[[ Records provided open ]]

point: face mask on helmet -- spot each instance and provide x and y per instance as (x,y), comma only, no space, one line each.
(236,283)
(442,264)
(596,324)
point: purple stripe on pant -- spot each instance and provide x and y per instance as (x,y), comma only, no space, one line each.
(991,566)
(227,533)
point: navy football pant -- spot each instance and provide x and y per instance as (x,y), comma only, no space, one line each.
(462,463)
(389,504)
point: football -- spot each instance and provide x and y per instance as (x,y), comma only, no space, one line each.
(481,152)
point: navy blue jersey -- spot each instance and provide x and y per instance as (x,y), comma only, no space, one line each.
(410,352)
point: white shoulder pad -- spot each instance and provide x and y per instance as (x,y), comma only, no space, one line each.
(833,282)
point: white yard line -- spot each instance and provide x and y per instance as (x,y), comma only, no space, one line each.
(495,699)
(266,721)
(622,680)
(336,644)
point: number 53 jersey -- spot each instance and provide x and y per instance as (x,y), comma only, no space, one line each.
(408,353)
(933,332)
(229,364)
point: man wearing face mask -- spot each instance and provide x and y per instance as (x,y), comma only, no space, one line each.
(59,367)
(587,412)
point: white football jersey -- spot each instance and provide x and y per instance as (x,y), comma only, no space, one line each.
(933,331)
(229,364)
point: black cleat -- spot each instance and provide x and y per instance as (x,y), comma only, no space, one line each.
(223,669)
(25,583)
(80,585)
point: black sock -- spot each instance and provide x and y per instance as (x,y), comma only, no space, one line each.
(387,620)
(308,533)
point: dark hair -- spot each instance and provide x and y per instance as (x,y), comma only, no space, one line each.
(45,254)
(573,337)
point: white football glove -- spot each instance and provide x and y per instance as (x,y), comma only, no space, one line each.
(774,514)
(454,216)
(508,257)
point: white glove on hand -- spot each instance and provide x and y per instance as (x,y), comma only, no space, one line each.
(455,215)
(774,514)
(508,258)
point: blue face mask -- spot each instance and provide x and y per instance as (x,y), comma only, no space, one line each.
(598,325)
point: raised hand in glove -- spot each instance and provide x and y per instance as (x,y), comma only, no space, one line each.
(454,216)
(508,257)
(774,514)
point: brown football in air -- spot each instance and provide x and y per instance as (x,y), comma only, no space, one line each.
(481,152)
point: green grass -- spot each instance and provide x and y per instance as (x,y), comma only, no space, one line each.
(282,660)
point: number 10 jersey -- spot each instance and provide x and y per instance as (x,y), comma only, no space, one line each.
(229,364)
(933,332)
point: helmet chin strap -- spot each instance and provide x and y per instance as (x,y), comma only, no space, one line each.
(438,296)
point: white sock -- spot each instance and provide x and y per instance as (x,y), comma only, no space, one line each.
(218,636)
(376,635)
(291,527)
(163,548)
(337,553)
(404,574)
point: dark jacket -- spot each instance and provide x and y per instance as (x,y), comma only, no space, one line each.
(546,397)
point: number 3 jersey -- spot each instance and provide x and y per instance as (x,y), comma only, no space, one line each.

[[ Records provided closed ]]

Task – All entries above are to be transcribed verbatim.

Exercise answer –
point: face mask on helmet -- spot each instance and provide x and y per instance as (x,y), comma only, no space, one line each.
(236,283)
(442,264)
(596,324)
point: purple stripe on pant -- spot each instance and provide x and y per instance as (x,y), comma only, no space, one line each.
(991,566)
(227,533)
point: navy football pant -- spot each instance and provide x and y per instance as (x,y), comma only, no space, one line each.
(462,463)
(389,504)
point: football -- spot each instance and provide x and y per instance as (x,y), comma only, no space, one line each.
(481,152)
point: navy blue jersey -- spot each instance and provide x and y per instance as (x,y), comma only, no space, one line each.
(410,352)
point: white shoulder pad -- spot each instance and provide x and y per instance as (x,y), comma only, no space, one line each.
(833,282)
point: white yard line -- spot each instance and provide x and y per instance as (x,y), comma only, no space, one line each.
(495,699)
(266,721)
(622,680)
(336,644)
point: number 53 jersey -- spot each instance and provide x and y per instance as (x,y), comma only, no space, one line each.
(408,353)
(933,332)
(229,364)
point: man wearing face mask -- spot each instance and provide x and y per instance as (x,y), comma only, no space, one line each.
(59,367)
(587,412)
point: white football jersey -- spot each instance and provide x and y per instance as (x,y), comma only, no space, one line each.
(933,331)
(229,364)
point: black cleat -- spot each instance and provide x and y per instance as (x,y), comma only, no space, one line each.
(223,669)
(25,583)
(80,585)
point: black sock -- spot each instance and provide x and y per instance as (x,y), comma only, no space, one line each.
(387,620)
(308,533)
point: dark hair -- spot each instance and provide x and y per instance as (x,y), comma only, no space, one line each.
(45,254)
(573,337)
point: white football glove -- spot each instance and provide x and y per instance as (x,y), comma only, no space, one line each.
(774,514)
(454,216)
(508,257)
point: white glove on hand -- spot each instance and provide x and y per instance as (x,y), comma only, no space, one line each.
(455,215)
(774,514)
(508,258)
point: blue face mask -- spot each instance and provide x and y per instance as (x,y), comma only, no space, one line each.
(598,325)
point: raised hand in glove -- spot each instance and provide x and y per instance as (x,y), comma only, no space, one line each.
(454,216)
(508,257)
(774,514)
point: brown football in air -- spot each instance and provide x and y per instance as (x,y), comma only, no space, one line each.
(481,152)
point: green grass -- spot each instance and provide x and y per instance as (x,y), comma only, no space, one line each.
(282,660)
point: number 10 jersey -- spot each instance and provide x and y per instance as (x,y), comma only, no space, one line each.
(229,364)
(933,332)
point: helmet chin strap -- spot each instance and provide x and y per instance as (x,y), comma only, no space, one line each.
(438,296)
point: white sock -- spot each instance and provide x and y per instance as (x,y), comma only, no space, one line each.
(218,636)
(376,635)
(291,527)
(163,548)
(337,553)
(404,574)
point: dark jacket -- spot each instance and provide x and y per instance as (x,y), comma only, no space, one line each.
(546,397)
point: number 3 jersey -- spot each instance and provide x and y per instance as (x,y), comma only, no space, one line each.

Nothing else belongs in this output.